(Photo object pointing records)
* BEGIN *
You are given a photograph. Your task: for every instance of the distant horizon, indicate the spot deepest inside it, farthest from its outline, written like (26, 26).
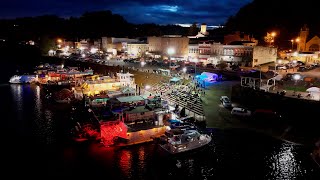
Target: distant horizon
(178, 24)
(164, 12)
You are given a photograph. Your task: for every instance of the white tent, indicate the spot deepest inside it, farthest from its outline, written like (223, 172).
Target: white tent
(314, 92)
(313, 89)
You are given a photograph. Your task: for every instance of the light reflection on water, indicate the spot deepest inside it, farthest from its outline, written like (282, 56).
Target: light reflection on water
(240, 154)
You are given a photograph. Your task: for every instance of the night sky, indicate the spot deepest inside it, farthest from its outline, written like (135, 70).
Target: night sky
(212, 12)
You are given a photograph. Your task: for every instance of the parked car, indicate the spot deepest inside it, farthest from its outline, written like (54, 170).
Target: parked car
(225, 101)
(266, 114)
(240, 112)
(210, 65)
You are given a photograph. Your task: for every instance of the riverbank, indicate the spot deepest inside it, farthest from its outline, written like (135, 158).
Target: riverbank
(292, 131)
(297, 124)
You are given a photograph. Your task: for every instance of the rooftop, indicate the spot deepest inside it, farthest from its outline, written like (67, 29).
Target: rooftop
(138, 109)
(130, 99)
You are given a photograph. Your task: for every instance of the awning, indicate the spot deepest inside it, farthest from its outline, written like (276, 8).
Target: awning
(175, 79)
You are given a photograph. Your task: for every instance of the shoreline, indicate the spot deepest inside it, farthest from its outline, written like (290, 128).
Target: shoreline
* END *
### TASK STATEMENT
Copy out, without any change, everything in the records from the line containing "like (282, 56)." down to the end of the records.

### OUTPUT OF THE TASK
You are given a photograph. Your task: for every instance of the light reflection on water, indicate the spot deepest inside it, farthest from its outline, written like (282, 56).
Target: light reflection on water
(240, 154)
You are given a photograph. Your task: for every instance of the night sky, indicate the spot deepest inside it, farthest from its outline, written like (135, 70).
Target: night sky
(212, 12)
You are given a photograph. Your task: for every instance of the parked car, indicate the spot deepest inside it, farthest from its outline, written like (54, 170).
Target: parked car
(225, 101)
(266, 114)
(240, 112)
(210, 65)
You are given a photograph. Your task: for every instance of the riverbank, indicate the spot deepest inside it, farthest from its outline, written like (135, 158).
Target: riverbank
(292, 131)
(297, 124)
You are given a photograph. Your task: for every instance of the rooftop, indicate the spot deepest inside it, farthest from its outline, written like (67, 29).
Target: rooftop
(138, 109)
(130, 99)
You are given a photograph. Your task: for every instance of the awning, indicate the spot deepest inside it, farthest from its outline, written like (276, 8).
Target: awning
(175, 79)
You are given a photograph. Your task: for every instance of the shoreline, indicate the spot deepest inside it, farthest from its outline, written like (290, 128).
Target: shoreline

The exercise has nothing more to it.